• [Task data]
____________________

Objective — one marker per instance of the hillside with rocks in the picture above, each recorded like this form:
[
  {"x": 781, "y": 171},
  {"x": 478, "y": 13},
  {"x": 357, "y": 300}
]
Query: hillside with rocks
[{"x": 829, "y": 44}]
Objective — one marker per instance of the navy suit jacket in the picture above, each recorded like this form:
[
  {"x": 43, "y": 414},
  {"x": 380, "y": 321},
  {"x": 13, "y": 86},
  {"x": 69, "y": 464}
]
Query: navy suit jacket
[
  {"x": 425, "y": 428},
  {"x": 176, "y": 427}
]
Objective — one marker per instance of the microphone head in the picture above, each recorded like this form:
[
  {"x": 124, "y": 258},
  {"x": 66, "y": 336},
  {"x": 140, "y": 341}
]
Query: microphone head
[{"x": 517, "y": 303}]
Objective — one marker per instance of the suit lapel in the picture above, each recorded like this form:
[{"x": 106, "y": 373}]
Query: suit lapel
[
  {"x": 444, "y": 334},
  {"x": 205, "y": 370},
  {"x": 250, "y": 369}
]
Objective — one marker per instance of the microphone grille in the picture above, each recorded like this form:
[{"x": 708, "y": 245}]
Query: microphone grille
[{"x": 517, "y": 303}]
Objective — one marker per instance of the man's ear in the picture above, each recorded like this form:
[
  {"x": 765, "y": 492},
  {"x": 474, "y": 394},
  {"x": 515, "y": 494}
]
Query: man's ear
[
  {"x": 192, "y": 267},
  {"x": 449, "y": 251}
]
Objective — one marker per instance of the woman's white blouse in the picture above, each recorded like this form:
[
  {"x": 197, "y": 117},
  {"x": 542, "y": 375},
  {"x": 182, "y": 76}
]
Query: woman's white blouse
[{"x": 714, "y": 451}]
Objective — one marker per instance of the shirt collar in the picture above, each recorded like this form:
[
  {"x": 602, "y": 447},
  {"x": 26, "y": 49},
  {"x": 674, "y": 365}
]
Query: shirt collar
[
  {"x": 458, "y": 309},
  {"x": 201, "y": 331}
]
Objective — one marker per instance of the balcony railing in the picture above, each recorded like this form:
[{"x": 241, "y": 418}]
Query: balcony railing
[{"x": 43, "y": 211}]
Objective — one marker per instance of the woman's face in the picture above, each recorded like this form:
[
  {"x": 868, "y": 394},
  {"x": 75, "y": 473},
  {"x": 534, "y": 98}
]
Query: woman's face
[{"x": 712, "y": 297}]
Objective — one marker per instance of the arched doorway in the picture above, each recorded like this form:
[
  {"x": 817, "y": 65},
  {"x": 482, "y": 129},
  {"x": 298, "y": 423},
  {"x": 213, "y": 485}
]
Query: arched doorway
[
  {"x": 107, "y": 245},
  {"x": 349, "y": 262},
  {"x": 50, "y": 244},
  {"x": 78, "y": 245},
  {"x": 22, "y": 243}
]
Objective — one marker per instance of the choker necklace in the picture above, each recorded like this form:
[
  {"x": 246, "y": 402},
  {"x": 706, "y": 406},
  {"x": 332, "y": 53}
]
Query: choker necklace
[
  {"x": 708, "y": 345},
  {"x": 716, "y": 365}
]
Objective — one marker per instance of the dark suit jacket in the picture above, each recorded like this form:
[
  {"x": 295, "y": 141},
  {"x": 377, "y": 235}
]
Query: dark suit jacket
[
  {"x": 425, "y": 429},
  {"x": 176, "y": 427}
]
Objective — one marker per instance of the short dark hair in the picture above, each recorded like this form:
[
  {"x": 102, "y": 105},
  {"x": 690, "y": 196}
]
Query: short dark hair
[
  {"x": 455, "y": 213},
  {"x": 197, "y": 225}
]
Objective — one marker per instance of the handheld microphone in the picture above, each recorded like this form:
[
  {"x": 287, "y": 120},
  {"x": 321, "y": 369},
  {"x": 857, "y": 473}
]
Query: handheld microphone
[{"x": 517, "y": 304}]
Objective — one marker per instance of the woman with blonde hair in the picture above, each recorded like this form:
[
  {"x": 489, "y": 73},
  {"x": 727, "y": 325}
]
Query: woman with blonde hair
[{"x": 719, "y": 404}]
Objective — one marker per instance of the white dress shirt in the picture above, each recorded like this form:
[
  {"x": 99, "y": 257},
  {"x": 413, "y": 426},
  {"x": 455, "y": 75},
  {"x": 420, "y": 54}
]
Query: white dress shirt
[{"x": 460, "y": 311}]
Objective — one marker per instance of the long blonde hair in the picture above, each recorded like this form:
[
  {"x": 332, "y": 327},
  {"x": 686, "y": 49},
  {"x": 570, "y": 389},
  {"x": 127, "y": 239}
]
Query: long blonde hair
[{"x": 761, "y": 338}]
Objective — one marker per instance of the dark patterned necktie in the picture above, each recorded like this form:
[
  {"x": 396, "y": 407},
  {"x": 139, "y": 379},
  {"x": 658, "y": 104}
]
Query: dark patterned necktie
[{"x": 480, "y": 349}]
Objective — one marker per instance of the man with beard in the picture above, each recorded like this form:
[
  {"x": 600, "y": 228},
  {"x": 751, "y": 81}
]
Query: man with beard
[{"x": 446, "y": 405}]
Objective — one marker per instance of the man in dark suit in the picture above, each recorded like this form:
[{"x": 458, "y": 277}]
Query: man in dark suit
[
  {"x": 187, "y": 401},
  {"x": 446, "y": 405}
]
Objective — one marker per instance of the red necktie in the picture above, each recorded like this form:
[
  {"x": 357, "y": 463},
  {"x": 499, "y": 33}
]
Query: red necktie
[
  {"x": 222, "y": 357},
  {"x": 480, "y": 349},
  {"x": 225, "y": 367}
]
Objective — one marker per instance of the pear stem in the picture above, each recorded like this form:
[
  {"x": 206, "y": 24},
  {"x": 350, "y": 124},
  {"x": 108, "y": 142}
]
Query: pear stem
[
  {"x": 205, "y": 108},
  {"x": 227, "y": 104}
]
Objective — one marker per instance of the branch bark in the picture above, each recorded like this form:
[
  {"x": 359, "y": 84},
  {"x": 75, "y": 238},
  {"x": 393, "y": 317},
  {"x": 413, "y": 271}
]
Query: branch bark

____________________

• [Task description]
Rewrite the entries from the line containing "Objective — one marker per instance of the pear" through the end of the entries, replacing "stem" with "stalk" and keeping everything else the same.

• [Written solution]
Objective — one marker per instance of the pear stalk in the picture above, each recorded like this form:
[
  {"x": 206, "y": 24},
  {"x": 350, "y": 124},
  {"x": 108, "y": 142}
]
Query: pear stalk
[
  {"x": 205, "y": 108},
  {"x": 227, "y": 104}
]
Objective — one marker per instance of the branch bark in the picture above, each recorded like this form:
[
  {"x": 359, "y": 84},
  {"x": 75, "y": 238},
  {"x": 393, "y": 317},
  {"x": 413, "y": 271}
]
Query: branch bark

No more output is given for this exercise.